Excerpted text
I was bitten by an orb weaver and all I got was a headache.


----------



## colddigger (Jul 5, 2007)

giddiness eeeeeeeEEEHHH? :x

is that why you keep it?


----------



## Sparky (Jul 8, 2007)

yes, I like the feeling of being bitten  

All of you folks should try, its a nice anti-drug 8)


----------



## robo mantis (Jul 8, 2007)

Your addicted to being bitten by spiders :? you need help man


----------



## Asa (Jul 9, 2007)

> yes, I like the feeling of being bitten  All of you folks should try, its a nice anti-drug 8)


What is wrong with you? :lol:


----------



## colddigger (Jul 9, 2007)

bugs not drugs!


----------



## robo mantis (Jul 9, 2007)

you should teach D.A.R.E. colddigger lol


----------



## babynik14 (Jul 12, 2007)

I should feed that ugly thing to my mantis


----------



## Asa (Jul 12, 2007)

> I should feed that ugly thing to my mantis


How *COULD* you!?


----------



## Sparky (Jul 13, 2007)

> I should feed that ugly thing to my mantis


Hey watch it buddy, where are your poisonous spiders huh? You don't see me going around calling your mantis ugly now do you?

What are you the ugly spider police? :evil: :evil: :evil:

c'mon man.....


----------



## robo mantis (Jul 13, 2007)

calm down some people hate spiders


----------



## OGIGA (Jul 13, 2007)

Let's all be friends now, okay?


----------



## robo mantis (Jul 13, 2007)

We are at least i am


----------



## Asa (Jul 14, 2007)

Naw, its just a joke. I don't care for spiders much either. Except Black Widows.


----------

Exercises to complete
[1] For each statement about the spider-bite thread, answer yes or no according to whether it agrees with the thread, and quote the words that decide it: (a) colddigger replies "bugs not drugs!" (b) Asa says they like spiders a great deal. (c) robo mantis writes that some people hate spiders.
[2] Reproduce word for word the part of the spider-bite thread from "How *COULD* you!?" up to and including "now do you?".

Source data:
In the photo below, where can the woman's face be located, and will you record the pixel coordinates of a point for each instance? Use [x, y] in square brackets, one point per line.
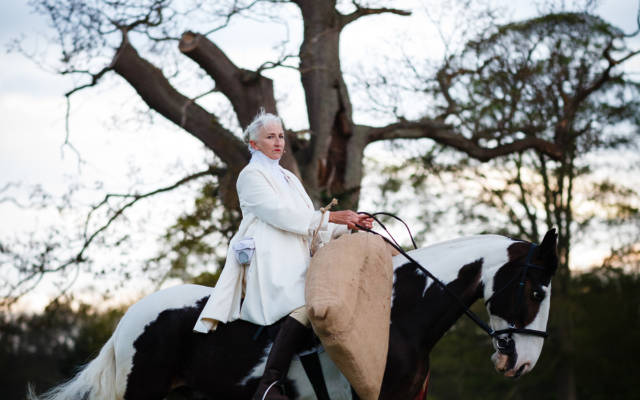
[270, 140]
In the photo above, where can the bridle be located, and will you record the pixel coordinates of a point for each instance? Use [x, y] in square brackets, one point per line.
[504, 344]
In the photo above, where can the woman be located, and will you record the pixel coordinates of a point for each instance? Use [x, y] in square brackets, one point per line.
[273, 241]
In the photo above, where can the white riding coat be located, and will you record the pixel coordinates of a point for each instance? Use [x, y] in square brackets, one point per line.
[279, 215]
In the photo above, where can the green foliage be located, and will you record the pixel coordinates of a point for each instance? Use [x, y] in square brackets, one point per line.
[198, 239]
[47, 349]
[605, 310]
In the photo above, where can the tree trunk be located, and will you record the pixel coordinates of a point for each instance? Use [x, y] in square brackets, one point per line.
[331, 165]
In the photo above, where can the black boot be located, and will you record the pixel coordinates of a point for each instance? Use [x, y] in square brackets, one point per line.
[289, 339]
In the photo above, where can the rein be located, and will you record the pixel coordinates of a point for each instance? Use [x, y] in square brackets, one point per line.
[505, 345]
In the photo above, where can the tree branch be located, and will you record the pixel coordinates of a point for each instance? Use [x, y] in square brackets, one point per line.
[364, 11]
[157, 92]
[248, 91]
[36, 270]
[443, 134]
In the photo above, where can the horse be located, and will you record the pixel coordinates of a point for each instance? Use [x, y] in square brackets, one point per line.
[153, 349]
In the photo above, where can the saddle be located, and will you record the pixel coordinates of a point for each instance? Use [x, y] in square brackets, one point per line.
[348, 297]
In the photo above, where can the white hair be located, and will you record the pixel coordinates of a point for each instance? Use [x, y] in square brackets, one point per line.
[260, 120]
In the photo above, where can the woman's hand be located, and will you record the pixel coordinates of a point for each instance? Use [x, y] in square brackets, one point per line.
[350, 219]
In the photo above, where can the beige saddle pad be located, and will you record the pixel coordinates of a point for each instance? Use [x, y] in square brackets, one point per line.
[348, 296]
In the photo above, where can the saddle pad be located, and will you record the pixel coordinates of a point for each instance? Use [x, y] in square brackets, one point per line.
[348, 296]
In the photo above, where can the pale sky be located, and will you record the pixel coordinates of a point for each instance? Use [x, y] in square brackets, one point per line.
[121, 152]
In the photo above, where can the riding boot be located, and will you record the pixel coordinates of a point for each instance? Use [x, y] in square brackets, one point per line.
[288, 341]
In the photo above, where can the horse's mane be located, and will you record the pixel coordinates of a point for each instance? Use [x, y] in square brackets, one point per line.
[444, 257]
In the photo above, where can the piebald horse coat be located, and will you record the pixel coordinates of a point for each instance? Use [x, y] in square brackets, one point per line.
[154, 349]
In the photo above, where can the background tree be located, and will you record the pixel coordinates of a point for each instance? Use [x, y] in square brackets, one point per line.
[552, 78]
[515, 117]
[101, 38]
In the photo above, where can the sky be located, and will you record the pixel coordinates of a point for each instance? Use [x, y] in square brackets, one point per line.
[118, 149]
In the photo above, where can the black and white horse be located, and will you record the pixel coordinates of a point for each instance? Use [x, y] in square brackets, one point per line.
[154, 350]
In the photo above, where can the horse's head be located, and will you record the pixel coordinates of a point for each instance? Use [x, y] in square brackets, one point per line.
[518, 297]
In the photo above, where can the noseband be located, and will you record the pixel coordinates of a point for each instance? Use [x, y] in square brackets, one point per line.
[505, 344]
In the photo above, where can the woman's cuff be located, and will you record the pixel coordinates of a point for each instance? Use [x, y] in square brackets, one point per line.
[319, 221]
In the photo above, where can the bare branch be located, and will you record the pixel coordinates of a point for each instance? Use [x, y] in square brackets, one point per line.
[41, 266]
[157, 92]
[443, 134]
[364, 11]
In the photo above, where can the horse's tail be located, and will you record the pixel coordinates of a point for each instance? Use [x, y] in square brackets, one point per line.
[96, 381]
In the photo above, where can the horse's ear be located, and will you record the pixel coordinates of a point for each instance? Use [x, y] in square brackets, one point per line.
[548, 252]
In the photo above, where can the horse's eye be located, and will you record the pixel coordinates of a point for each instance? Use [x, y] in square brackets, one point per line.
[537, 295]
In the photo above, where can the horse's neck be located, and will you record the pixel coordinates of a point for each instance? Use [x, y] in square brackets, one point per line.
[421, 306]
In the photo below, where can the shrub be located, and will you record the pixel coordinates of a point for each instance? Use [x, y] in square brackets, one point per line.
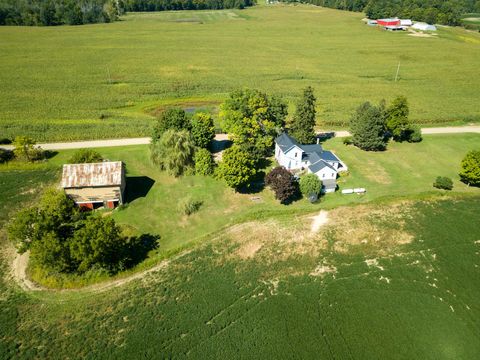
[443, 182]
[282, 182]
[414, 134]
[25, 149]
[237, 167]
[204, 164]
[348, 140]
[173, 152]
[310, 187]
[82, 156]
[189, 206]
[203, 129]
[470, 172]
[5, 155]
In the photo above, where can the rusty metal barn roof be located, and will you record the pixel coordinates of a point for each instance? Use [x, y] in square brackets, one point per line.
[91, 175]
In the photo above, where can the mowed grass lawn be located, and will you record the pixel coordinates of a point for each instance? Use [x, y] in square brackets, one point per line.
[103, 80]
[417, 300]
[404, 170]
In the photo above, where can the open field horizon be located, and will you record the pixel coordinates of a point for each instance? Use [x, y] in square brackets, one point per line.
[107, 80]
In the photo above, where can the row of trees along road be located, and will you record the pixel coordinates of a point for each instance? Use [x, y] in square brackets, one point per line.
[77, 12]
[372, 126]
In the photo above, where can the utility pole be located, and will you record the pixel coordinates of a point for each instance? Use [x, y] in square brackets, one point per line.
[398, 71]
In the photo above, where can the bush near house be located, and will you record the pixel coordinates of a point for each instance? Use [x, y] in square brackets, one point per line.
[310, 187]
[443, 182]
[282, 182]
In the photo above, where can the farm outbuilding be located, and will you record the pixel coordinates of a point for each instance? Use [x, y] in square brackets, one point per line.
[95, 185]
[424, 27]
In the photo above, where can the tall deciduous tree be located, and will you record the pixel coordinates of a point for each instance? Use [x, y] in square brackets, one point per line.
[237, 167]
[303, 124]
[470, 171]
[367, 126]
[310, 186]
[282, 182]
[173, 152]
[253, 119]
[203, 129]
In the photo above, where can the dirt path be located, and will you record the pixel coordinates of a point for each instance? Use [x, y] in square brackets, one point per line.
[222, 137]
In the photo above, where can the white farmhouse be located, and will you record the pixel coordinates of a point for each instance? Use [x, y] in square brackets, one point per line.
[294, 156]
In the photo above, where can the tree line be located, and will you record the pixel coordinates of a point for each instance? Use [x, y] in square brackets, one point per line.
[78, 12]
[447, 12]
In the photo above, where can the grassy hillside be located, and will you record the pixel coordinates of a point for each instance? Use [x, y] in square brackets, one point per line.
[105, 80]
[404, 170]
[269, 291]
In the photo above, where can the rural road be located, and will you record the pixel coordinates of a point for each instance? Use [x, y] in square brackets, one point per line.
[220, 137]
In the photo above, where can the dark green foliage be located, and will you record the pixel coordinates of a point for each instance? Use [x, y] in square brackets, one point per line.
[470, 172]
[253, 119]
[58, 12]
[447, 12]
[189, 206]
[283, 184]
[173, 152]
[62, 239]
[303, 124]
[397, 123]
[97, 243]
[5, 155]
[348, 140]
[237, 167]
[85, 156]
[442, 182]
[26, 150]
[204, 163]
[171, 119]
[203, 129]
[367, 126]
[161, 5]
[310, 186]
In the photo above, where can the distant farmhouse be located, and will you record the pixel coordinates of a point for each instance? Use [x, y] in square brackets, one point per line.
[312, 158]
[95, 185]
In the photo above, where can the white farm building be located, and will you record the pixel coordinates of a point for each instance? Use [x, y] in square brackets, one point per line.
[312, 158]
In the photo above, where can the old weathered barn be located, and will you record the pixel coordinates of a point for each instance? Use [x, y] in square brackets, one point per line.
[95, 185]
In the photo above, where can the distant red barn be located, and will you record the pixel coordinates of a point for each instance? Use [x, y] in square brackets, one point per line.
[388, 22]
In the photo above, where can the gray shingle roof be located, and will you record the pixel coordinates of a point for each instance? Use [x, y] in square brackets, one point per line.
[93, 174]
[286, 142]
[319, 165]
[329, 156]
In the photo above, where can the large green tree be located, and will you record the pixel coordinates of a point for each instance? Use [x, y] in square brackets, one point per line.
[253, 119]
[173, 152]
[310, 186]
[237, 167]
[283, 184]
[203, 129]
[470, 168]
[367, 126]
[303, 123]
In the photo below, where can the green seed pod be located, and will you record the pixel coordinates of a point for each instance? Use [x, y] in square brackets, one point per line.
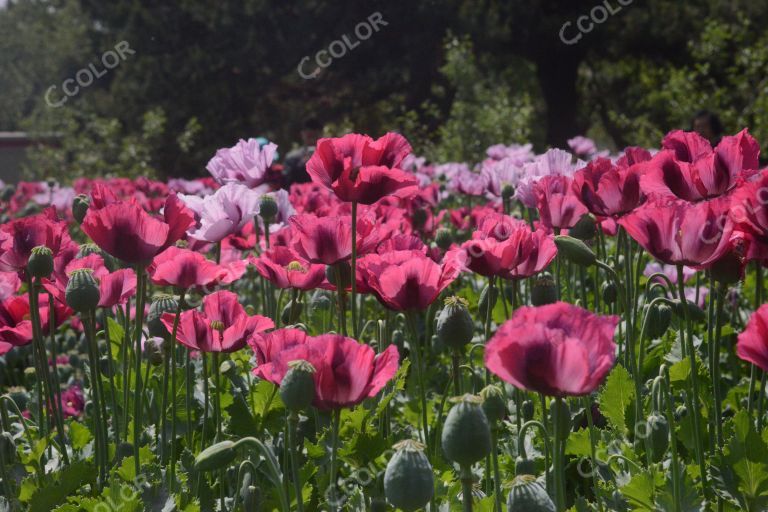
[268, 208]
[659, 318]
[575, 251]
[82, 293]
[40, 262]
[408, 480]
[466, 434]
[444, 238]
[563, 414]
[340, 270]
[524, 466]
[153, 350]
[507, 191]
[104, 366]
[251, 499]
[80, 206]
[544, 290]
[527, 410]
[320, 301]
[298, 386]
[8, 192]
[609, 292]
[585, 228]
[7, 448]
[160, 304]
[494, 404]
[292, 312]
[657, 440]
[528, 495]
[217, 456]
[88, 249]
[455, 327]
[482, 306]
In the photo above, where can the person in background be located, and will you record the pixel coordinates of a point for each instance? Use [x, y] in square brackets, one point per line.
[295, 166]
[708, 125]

---

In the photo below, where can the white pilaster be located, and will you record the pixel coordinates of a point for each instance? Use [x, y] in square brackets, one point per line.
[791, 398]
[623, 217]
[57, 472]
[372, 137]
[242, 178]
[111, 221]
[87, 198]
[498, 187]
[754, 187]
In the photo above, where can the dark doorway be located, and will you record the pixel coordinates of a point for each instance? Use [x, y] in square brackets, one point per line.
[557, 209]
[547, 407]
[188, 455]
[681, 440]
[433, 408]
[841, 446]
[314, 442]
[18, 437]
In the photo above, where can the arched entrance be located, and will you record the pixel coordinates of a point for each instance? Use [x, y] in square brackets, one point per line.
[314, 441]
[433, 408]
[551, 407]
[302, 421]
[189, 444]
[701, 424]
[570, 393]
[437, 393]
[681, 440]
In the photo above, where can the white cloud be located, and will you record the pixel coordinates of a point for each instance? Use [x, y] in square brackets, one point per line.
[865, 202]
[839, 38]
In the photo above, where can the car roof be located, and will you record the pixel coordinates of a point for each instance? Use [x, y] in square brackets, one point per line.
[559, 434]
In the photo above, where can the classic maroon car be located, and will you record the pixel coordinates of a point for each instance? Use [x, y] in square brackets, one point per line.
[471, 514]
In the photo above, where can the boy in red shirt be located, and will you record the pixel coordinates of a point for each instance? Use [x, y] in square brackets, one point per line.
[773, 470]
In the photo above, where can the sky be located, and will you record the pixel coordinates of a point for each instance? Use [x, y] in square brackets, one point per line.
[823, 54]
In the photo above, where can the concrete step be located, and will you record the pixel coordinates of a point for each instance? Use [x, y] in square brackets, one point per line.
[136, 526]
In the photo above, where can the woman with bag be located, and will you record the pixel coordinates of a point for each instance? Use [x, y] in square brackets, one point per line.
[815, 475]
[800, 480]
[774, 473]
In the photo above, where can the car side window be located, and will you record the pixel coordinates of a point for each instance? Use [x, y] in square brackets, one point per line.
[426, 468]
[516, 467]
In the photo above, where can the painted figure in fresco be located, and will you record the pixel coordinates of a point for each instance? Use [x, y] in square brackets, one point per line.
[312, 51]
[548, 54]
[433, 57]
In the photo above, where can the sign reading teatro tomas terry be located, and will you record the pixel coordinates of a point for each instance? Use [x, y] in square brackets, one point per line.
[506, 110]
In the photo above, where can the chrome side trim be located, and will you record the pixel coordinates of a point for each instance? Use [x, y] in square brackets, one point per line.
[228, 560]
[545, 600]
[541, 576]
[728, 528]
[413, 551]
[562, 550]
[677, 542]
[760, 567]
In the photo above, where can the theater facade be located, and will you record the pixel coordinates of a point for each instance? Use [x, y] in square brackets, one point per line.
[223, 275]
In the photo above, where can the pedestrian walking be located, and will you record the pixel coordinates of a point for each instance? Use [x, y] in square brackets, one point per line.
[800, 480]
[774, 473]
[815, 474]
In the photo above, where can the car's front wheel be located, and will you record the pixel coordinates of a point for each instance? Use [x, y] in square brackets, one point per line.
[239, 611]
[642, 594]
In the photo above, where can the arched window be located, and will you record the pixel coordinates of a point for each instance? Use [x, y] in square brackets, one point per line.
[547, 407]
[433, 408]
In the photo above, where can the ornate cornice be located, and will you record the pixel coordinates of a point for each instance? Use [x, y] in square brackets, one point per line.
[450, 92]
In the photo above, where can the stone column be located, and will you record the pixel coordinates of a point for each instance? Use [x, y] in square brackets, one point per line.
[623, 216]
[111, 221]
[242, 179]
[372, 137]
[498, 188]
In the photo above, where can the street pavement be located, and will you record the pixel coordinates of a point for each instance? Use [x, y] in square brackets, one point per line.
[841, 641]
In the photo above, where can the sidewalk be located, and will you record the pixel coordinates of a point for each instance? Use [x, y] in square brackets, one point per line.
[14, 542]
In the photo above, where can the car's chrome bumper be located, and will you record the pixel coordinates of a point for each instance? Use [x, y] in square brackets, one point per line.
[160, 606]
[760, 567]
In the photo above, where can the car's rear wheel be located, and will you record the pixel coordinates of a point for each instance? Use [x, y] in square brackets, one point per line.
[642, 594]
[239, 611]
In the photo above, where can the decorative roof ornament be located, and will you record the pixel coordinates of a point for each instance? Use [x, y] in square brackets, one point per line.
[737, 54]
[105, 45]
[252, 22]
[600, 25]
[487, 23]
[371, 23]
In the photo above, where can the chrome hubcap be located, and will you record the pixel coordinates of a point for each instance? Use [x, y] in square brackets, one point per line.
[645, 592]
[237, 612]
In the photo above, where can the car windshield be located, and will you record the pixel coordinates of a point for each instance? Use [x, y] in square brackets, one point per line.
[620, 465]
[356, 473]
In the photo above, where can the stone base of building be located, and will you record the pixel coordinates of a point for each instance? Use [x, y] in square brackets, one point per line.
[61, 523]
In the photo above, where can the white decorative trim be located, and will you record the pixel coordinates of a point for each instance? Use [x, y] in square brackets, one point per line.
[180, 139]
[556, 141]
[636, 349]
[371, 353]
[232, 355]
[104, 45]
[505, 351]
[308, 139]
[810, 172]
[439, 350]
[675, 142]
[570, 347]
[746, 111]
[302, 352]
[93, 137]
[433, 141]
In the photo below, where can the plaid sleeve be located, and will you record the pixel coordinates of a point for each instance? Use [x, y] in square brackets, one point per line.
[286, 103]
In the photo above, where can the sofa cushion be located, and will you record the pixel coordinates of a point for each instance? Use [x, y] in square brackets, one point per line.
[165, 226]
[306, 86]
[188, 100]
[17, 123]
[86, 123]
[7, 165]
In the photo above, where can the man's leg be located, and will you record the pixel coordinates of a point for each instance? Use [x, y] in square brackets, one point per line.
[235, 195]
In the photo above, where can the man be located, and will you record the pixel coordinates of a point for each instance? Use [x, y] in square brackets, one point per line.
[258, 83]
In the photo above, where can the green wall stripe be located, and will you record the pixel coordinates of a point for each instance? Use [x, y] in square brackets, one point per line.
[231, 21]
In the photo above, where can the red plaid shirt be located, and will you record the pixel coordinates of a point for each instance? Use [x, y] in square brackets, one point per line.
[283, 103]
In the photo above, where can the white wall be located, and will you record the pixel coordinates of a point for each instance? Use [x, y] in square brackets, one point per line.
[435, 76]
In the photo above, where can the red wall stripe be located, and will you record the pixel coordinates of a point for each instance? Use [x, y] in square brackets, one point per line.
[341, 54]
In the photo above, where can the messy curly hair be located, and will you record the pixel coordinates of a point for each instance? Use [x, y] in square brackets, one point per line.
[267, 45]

The responses
[1]
(a) Yes: "bugs not drugs!"
(b) No: "I don't care for spiders much either."
(c) Yes: "calm down some people hate spiders"

[2]
How *COULD* you!?


----------



## Sparky (Jul 13, 2007)

> I should feed that ugly thing to my mantis


Hey watch it buddy, where are your poisonous spiders huh? You don't see me going around calling your mantis ugly now do you?